*** Opening of Page text ***
Few respondents this year say they have achieved full plant floor to enterprise integration; 6% say they’re integrated while 12% say they’re almost there. “It’s still a long way off,” said 17%, while 9% say that integration is not a goal for their organizations.
Last year, 9% described their organizations as integrated, while 29% said they were “almost there.” In 2007, these figures were 7% and 14%.
MES adoption appears to have stalled, if this year’s results are any indication. Of 77 respondents, 42% are not using MES, 30% are and another 26% are evaluating for the future (Figure 2). Obstacles cited were difficulty of integration and the time and cost of implementation (Figure 3)
Last year, 29% weren’t using MES, 22% were and 46% were planning to install.
PAT and QbD adoption continue to increase, but progress does not appear to be steady, and a pocket of resistance to both concepts may even be growing.
Consider respondents who say they aren’t doing PAT or QbD and have no plans to do either. In 2006, that number for PAT was 20% of 75 reader respondents. The following year, when QbD was folded into the question, it had increased to 22% of 67 respondents. In 2008, 29% of 62 respondents said they were not interested in exploring either PAT or QbD.
This year, 31% of 93 respondents said they were not interested in launching either PAT or QbD programs (Figure 4). Cost, lack of understanding as to how to implement these concepts, and lack of time were cited as the major obstacles to launching PAT or QbD projects (Figure 5).
Pharma Process Understanding
In line with previous years, relatively few respondents say they are using process capability analysis or statistical process control in any systematic way. This year, 26% of 78 respondents say they don’t typically use either method, while roughly 15% use both CpK and uni- and multivariate SPC regularly. Roughly 10% use CpK only, and 7% use univariate SPC only (Figure 6)
*** Close of Page text ***
Assigned task 1
Write out the passage of the survey report starting with "PAT and QbD" and going on through "even be growing.".
Assigned task 2
Using the survey report, decide whether each statement agrees with it, answering yes or no and quoting the deciding words: (a) This year, 30% of 77 respondents are using MES. (b) In 2007, 9% described their organizations as integrated. (c) This year, 31% of 62 respondents said they were not interested in launching either PAT or QbD programs.
Assigned task 3
List every obstacle the survey report gives as a major obstacle to launching PAT or QbD projects.
*** Opening of Extracted data ***
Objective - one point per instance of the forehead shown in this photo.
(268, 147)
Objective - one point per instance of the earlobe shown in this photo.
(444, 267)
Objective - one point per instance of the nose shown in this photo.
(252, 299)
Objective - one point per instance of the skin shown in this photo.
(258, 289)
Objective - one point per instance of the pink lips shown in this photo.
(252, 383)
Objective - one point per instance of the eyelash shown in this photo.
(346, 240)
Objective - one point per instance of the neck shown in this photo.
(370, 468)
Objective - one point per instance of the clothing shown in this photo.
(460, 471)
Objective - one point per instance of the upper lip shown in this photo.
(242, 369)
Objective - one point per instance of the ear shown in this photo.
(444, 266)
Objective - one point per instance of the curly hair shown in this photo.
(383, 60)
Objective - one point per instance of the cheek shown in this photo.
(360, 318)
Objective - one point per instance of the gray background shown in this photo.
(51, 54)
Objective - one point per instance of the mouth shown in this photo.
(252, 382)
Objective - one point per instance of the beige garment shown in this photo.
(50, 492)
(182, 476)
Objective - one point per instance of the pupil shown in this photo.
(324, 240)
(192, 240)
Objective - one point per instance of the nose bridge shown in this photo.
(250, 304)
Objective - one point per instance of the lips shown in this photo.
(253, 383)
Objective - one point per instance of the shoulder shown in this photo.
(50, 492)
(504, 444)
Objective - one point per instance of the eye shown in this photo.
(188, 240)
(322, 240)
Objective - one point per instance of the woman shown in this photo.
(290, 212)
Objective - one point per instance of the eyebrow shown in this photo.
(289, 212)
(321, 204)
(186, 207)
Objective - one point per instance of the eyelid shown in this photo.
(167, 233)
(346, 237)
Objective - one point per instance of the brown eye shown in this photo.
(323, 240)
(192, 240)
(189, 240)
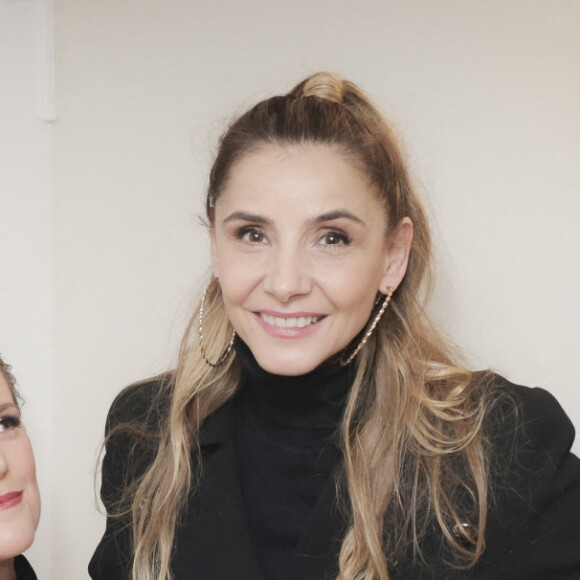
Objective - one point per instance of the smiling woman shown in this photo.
(19, 497)
(301, 249)
(317, 427)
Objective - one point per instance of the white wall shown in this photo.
(484, 94)
(25, 244)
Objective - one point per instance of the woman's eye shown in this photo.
(335, 239)
(251, 236)
(9, 422)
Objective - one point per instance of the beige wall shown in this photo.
(484, 94)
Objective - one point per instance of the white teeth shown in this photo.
(296, 322)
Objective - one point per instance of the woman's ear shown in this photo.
(214, 258)
(397, 255)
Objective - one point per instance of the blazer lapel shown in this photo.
(214, 541)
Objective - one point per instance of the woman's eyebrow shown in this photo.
(338, 214)
(247, 217)
(5, 406)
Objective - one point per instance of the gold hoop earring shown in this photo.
(371, 329)
(226, 352)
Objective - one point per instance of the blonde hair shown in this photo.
(6, 372)
(414, 453)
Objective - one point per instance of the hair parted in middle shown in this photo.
(411, 434)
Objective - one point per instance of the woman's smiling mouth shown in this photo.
(289, 321)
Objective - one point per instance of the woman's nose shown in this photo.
(288, 274)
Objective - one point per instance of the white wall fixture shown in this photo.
(45, 63)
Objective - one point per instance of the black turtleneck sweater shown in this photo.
(288, 452)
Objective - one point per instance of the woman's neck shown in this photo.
(7, 571)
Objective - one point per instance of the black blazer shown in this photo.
(533, 527)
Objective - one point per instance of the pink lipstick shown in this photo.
(10, 499)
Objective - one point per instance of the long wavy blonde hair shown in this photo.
(414, 453)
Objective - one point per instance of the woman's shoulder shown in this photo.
(533, 525)
(23, 569)
(528, 421)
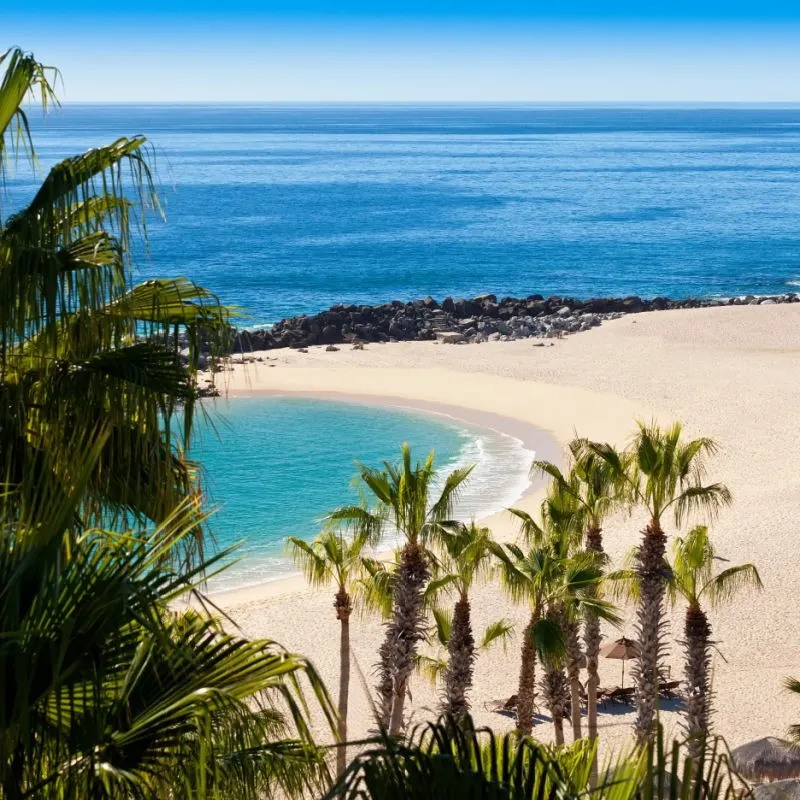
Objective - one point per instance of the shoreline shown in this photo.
(730, 373)
(532, 438)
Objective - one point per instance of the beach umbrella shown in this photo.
(622, 649)
(767, 759)
(778, 790)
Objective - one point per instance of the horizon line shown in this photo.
(573, 103)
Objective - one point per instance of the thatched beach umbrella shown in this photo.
(768, 759)
(778, 790)
(622, 649)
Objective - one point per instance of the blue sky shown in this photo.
*** Close of Extracted data ***
Exercise result 1
PAT and QbD adoption continue to increase, but progress does not appear to be steady, and a pocket of resistance to both concepts may even be growing.

Exercise result 2
(a) Yes: "Of 77 respondents, 42% are not using MES, 30% are"
(b) No: "In 2007, these figures were 7% and 14%."
(c) No: "This year, 31% of 93 respondents said they were not interested in launching either PAT or QbD programs"

Exercise result 3
Cost
Lack of understanding as to how to implement these concepts
Lack of time